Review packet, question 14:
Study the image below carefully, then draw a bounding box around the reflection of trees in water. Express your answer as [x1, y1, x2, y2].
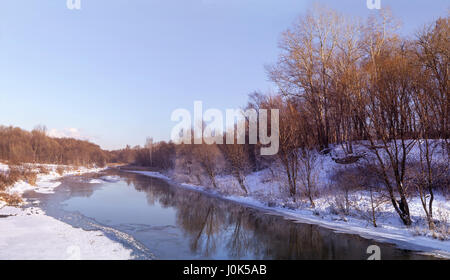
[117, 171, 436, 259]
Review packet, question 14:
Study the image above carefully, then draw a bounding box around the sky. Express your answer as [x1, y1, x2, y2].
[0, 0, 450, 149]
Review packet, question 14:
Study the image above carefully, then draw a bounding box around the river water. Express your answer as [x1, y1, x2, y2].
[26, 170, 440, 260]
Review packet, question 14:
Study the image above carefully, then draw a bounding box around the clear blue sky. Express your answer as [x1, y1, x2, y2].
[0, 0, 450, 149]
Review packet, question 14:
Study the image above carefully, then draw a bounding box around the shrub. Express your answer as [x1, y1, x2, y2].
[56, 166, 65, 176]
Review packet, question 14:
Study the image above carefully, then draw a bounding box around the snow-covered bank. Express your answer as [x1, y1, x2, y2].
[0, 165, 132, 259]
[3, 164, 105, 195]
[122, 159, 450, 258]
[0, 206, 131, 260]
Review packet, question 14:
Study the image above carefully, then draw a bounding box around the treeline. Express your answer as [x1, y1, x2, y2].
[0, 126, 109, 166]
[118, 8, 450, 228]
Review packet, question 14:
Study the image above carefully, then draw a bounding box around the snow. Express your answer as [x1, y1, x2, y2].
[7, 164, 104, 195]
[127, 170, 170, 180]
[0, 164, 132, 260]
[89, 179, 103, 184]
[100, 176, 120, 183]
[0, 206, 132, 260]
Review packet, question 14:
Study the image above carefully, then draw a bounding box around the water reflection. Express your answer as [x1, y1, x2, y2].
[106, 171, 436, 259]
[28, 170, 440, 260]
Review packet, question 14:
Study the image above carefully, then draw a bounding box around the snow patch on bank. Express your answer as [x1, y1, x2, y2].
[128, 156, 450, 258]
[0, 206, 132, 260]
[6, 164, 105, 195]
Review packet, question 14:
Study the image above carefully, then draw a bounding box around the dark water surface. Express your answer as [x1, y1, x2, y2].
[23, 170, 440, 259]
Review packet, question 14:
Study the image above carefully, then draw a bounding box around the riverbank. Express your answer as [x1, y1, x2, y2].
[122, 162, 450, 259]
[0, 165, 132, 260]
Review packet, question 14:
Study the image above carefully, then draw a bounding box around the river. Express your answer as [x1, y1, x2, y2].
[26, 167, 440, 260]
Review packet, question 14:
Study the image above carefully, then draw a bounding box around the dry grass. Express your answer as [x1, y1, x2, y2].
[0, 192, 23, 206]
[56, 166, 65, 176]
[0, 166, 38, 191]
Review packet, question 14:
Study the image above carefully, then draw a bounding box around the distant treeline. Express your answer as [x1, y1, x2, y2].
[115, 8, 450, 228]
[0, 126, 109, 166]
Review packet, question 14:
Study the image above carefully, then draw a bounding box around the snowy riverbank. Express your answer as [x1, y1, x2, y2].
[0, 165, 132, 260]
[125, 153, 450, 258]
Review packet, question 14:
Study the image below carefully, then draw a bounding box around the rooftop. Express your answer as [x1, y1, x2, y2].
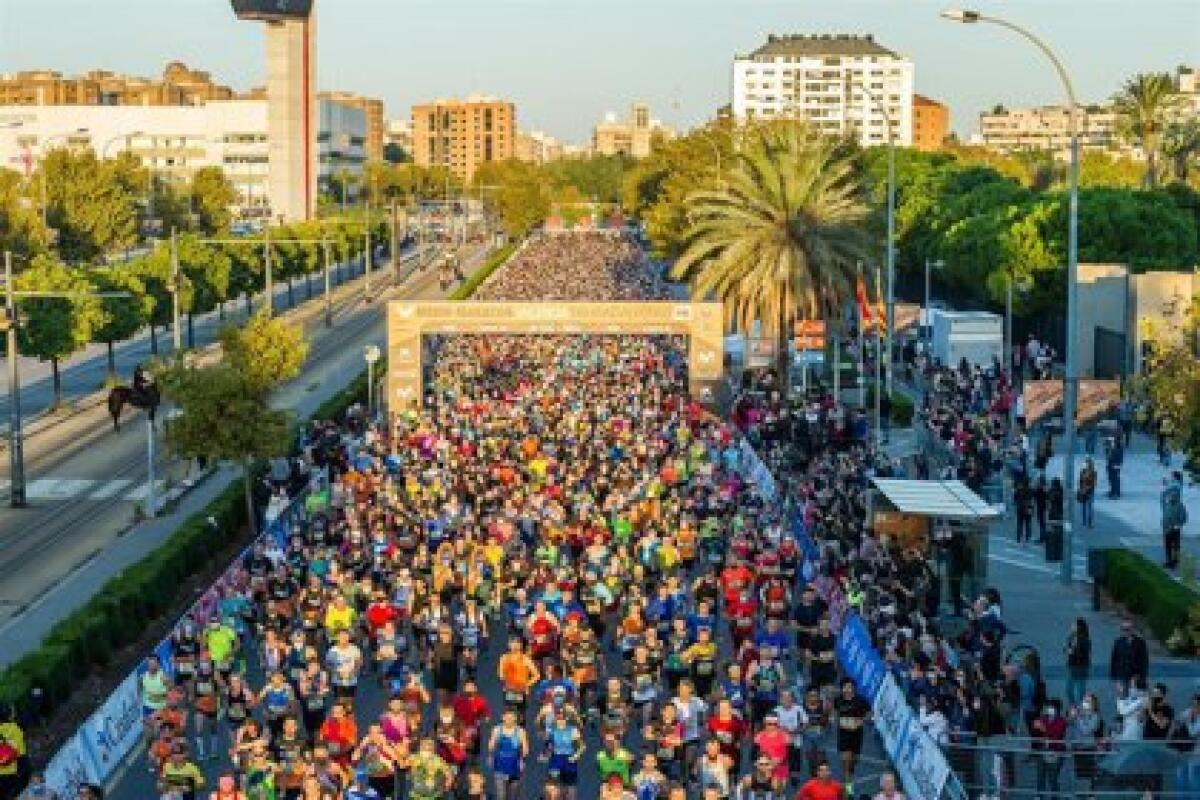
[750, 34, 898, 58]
┄┄┄┄┄┄
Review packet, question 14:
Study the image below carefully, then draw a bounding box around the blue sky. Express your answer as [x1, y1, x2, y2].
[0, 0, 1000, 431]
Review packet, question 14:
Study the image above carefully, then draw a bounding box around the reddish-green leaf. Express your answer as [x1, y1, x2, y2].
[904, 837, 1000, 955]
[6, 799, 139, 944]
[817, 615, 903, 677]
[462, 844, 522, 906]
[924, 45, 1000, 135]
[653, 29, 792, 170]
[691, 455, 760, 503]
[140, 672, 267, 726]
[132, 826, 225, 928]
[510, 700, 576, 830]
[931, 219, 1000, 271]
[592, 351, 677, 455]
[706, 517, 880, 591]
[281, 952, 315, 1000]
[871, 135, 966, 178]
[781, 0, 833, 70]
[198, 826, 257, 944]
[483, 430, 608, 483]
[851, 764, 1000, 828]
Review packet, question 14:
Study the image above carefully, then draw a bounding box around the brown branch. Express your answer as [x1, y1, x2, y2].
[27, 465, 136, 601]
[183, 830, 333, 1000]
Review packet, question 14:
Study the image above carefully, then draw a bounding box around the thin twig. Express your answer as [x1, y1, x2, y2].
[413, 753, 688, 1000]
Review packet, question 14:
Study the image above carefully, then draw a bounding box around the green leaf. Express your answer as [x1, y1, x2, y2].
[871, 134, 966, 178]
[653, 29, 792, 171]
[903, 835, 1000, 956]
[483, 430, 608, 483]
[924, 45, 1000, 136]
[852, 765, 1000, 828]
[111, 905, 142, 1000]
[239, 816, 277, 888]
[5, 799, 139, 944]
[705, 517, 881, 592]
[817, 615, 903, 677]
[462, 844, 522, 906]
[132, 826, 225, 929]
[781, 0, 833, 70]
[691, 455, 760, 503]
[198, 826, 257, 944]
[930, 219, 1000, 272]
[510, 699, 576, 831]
┄┄┄┄┄┄
**SHORT EXERCISE**
Collect each line of the data above that contains the string "leaf", and reproduce those lines in their original order.

**ANSWER IN FULL**
Study the image above carefully, then draw a bounding box around the reddish-green leaf. Express your answer as [x1, y1, x2, y2].
Study the image above carefully, then draw a bounding box around the green leaf. Express your answer as [x1, y1, x2, y2].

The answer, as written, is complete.